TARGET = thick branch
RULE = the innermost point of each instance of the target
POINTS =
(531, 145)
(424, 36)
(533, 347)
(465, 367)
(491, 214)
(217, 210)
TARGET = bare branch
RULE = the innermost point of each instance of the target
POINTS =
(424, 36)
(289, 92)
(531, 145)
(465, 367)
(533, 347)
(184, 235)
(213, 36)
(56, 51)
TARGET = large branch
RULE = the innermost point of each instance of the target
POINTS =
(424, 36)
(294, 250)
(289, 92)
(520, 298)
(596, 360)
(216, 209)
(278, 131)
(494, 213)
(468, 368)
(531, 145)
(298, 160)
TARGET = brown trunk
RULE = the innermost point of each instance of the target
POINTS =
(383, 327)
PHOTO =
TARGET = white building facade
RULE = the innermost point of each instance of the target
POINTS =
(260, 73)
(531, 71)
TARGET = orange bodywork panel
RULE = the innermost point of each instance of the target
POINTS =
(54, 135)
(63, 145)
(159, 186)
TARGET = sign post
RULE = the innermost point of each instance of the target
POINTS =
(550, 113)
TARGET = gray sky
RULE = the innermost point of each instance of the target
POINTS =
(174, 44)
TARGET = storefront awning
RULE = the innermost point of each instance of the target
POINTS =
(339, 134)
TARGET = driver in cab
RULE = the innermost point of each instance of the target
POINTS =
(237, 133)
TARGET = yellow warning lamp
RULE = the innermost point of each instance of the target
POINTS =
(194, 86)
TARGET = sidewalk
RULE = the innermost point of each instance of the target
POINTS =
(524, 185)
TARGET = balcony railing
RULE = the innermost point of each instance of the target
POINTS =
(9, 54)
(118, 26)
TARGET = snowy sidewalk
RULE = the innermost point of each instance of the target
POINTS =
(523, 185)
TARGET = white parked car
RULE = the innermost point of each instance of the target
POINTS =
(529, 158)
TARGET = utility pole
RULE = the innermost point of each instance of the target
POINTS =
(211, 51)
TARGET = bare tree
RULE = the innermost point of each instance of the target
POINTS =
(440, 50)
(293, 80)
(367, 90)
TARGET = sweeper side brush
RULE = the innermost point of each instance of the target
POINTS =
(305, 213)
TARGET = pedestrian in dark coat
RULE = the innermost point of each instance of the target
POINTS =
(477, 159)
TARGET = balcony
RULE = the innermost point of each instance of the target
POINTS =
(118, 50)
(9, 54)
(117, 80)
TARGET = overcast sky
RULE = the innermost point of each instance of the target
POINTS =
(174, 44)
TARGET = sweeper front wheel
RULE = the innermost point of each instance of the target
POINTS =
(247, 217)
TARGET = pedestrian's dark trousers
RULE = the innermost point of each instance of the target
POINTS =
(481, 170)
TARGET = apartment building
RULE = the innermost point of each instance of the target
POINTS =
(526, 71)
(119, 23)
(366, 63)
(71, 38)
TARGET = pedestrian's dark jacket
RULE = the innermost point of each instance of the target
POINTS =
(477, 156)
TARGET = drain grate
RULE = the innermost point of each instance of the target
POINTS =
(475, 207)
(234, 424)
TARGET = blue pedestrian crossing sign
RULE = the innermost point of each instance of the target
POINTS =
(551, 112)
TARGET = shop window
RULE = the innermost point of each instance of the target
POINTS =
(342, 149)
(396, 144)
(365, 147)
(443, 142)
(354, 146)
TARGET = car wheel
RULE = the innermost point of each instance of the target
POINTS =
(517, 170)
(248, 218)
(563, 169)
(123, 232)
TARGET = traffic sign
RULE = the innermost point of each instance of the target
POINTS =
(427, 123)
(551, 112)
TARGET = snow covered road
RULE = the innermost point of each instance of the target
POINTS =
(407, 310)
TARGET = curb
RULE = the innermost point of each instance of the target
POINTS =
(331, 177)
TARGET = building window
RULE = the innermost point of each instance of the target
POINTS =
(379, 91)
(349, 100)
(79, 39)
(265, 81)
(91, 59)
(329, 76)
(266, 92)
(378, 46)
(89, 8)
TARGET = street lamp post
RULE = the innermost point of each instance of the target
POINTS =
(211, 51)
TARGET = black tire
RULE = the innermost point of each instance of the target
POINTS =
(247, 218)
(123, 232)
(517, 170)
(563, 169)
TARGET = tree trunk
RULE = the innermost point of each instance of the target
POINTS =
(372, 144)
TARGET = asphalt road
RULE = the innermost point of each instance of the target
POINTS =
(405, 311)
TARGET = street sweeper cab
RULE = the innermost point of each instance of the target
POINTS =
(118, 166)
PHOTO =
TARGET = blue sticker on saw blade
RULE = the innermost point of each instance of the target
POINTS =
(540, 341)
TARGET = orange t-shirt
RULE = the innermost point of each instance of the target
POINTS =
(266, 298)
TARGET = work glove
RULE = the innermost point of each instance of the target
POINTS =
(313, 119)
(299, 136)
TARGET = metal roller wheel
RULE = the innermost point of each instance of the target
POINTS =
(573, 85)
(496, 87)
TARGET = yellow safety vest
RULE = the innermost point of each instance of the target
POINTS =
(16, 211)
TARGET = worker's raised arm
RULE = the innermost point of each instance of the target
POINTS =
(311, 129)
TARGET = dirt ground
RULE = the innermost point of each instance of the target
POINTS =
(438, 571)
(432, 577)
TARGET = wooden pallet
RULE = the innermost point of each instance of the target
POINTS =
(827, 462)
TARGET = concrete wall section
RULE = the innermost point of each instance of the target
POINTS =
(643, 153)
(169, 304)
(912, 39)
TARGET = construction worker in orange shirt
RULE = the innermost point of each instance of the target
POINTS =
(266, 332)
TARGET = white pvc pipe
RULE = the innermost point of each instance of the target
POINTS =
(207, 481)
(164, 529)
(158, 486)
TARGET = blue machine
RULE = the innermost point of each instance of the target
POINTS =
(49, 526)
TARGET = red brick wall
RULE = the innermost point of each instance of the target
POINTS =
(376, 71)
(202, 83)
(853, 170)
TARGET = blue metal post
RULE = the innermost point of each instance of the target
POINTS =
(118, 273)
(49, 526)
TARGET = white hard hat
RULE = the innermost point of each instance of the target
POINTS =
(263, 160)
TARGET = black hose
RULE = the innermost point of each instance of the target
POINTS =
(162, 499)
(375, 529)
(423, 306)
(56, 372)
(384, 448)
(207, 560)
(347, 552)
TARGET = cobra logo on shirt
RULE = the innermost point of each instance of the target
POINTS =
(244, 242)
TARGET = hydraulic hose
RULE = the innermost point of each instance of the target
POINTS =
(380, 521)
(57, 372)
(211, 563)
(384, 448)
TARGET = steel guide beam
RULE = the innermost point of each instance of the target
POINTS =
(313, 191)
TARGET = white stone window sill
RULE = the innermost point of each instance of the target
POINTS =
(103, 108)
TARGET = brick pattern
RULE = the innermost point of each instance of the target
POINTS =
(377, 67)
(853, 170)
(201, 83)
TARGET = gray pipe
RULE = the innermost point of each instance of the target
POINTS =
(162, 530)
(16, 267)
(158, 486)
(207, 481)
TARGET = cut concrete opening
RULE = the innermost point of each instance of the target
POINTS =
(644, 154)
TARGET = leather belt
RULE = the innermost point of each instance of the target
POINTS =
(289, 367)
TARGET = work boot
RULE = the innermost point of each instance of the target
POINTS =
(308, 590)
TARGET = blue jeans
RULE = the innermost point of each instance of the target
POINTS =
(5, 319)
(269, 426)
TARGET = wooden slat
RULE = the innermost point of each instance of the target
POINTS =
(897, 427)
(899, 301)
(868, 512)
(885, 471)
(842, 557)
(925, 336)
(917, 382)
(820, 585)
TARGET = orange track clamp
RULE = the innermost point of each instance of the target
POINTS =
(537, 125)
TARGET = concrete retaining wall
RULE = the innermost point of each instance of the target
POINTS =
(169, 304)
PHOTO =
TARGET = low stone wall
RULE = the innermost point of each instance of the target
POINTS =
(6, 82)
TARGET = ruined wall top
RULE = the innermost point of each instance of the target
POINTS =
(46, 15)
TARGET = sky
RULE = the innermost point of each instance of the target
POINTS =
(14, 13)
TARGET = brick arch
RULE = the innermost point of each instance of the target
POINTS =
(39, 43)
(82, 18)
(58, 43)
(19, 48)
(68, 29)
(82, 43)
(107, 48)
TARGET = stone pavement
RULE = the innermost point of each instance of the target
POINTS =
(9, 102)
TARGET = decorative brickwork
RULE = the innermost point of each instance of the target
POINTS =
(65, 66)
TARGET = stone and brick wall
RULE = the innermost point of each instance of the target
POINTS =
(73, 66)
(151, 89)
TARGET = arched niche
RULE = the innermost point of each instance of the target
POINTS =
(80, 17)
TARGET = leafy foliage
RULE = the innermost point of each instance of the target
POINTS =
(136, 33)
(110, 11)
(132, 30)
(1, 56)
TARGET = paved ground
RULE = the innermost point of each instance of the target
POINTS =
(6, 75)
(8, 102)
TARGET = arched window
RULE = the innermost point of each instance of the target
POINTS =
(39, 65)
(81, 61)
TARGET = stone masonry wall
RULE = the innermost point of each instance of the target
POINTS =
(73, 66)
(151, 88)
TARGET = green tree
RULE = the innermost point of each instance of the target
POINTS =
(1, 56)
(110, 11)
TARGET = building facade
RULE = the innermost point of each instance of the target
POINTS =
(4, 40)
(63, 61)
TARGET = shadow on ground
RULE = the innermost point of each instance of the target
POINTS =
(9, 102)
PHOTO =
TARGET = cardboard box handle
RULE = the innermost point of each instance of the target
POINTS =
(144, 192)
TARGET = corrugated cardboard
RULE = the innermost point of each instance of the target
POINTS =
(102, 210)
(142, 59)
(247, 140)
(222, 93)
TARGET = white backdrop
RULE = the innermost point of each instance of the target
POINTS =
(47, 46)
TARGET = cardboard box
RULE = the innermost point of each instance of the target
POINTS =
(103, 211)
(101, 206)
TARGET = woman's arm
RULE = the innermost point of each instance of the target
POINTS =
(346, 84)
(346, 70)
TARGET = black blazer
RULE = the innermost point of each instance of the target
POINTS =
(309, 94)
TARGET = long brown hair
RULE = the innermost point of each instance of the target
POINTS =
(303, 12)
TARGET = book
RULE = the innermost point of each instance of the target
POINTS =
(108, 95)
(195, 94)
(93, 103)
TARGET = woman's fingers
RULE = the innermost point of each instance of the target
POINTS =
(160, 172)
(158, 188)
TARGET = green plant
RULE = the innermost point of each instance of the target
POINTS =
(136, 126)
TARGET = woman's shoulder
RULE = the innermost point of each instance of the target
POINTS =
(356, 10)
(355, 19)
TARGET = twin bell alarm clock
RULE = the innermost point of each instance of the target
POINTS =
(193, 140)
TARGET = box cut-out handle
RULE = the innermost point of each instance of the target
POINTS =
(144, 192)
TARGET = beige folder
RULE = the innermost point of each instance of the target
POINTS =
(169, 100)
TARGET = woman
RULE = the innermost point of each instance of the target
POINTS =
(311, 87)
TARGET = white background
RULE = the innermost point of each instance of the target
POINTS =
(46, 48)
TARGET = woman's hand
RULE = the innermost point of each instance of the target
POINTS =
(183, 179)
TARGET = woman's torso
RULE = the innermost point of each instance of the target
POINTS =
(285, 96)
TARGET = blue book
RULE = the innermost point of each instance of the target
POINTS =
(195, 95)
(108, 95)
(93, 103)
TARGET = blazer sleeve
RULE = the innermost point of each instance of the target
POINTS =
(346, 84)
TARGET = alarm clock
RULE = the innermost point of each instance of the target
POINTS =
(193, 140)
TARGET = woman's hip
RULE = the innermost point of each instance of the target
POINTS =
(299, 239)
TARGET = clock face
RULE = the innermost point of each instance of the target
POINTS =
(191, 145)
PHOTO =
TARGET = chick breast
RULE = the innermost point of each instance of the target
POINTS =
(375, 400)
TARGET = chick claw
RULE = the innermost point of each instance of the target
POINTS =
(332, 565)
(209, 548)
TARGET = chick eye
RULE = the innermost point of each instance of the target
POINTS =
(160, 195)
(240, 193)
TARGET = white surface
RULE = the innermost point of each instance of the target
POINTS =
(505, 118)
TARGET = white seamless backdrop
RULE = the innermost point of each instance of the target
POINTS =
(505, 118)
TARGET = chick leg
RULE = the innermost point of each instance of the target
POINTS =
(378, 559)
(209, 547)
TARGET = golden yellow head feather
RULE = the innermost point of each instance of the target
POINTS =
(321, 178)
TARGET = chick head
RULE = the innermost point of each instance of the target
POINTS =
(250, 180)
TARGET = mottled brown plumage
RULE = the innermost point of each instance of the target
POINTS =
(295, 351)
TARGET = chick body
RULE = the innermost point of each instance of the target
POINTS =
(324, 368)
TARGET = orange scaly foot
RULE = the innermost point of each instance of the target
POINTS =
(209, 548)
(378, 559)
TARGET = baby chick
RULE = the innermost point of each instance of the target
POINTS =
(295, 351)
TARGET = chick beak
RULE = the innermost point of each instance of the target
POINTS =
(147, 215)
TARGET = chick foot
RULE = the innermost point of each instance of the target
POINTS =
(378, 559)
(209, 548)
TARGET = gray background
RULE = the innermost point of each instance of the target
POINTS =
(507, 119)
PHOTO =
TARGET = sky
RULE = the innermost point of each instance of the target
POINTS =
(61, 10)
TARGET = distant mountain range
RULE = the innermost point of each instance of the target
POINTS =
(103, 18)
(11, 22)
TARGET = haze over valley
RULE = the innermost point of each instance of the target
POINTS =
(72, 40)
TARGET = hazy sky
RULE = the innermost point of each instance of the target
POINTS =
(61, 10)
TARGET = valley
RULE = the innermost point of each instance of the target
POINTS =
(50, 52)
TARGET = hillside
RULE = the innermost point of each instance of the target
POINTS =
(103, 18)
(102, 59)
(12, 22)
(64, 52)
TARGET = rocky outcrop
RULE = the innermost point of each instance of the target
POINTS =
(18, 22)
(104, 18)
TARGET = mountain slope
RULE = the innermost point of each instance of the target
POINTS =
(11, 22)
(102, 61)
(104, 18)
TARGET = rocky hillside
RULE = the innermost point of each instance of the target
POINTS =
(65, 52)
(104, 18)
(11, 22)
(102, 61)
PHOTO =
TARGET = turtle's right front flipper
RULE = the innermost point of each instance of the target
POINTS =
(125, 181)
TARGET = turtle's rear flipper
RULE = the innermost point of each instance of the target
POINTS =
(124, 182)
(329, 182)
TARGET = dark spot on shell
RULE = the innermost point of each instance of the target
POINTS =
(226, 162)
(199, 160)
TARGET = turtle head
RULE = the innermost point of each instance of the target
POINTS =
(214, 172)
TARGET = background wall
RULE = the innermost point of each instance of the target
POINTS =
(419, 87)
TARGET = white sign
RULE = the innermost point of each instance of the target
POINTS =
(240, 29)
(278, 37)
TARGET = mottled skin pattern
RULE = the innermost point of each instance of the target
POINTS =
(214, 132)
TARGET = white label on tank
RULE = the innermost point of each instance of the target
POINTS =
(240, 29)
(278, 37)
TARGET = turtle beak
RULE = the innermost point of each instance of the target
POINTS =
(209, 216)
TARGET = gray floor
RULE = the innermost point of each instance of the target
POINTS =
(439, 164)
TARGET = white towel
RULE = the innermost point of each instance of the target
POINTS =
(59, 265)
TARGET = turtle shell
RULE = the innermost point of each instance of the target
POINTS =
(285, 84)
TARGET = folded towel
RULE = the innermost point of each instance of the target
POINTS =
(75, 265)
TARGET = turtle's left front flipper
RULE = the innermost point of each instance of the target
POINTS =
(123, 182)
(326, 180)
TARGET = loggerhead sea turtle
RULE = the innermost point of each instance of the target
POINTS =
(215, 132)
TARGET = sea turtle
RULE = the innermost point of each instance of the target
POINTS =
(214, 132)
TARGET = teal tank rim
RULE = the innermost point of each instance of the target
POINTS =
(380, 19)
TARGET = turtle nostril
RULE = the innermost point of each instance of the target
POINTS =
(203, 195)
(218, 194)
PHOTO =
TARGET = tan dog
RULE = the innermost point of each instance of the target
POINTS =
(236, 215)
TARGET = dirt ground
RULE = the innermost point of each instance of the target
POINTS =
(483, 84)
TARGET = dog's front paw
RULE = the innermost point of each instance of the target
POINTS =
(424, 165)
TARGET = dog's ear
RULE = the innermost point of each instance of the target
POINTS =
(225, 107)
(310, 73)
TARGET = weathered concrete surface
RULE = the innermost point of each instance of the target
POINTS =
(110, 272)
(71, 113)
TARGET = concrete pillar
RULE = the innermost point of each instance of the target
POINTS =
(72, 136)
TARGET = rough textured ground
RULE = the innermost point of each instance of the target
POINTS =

◆ WRITTEN TASK ◆
For this exercise, please retype exactly the lines in the listing from the line with "TARGET = sea turtle" through its last line, both ends included.

◆ RIGHT ANSWER ◆
TARGET = sea turtle
RULE = the innermost point of each instance of the target
POINTS =
(214, 132)
TARGET = teal tank rim
RULE = the innermost point of each instance of the target
POINTS =
(380, 19)
TARGET = turtle nostril
RULE = the innermost point of each instance of the target
POINTS =
(203, 195)
(218, 194)
PHOTO =
TARGET = tan dog
RULE = the innermost point of each instance of the target
POINTS =
(236, 215)
TARGET = dirt ground
RULE = the innermost point of each instance of the target
POINTS =
(483, 84)
TARGET = dog's front paw
RULE = the innermost point of each instance of the target
POINTS =
(424, 165)
TARGET = dog's ear
RULE = the innermost point of each instance of the target
POINTS =
(225, 107)
(310, 73)
TARGET = weathered concrete surface
RULE = the innermost point of each instance of the target
POINTS =
(110, 272)
(71, 113)
TARGET = concrete pillar
RULE = the innermost point of each instance of the target
POINTS =
(72, 136)
TARGET = rough textured ground
RULE = the innermost point of each instance of the target
POINTS =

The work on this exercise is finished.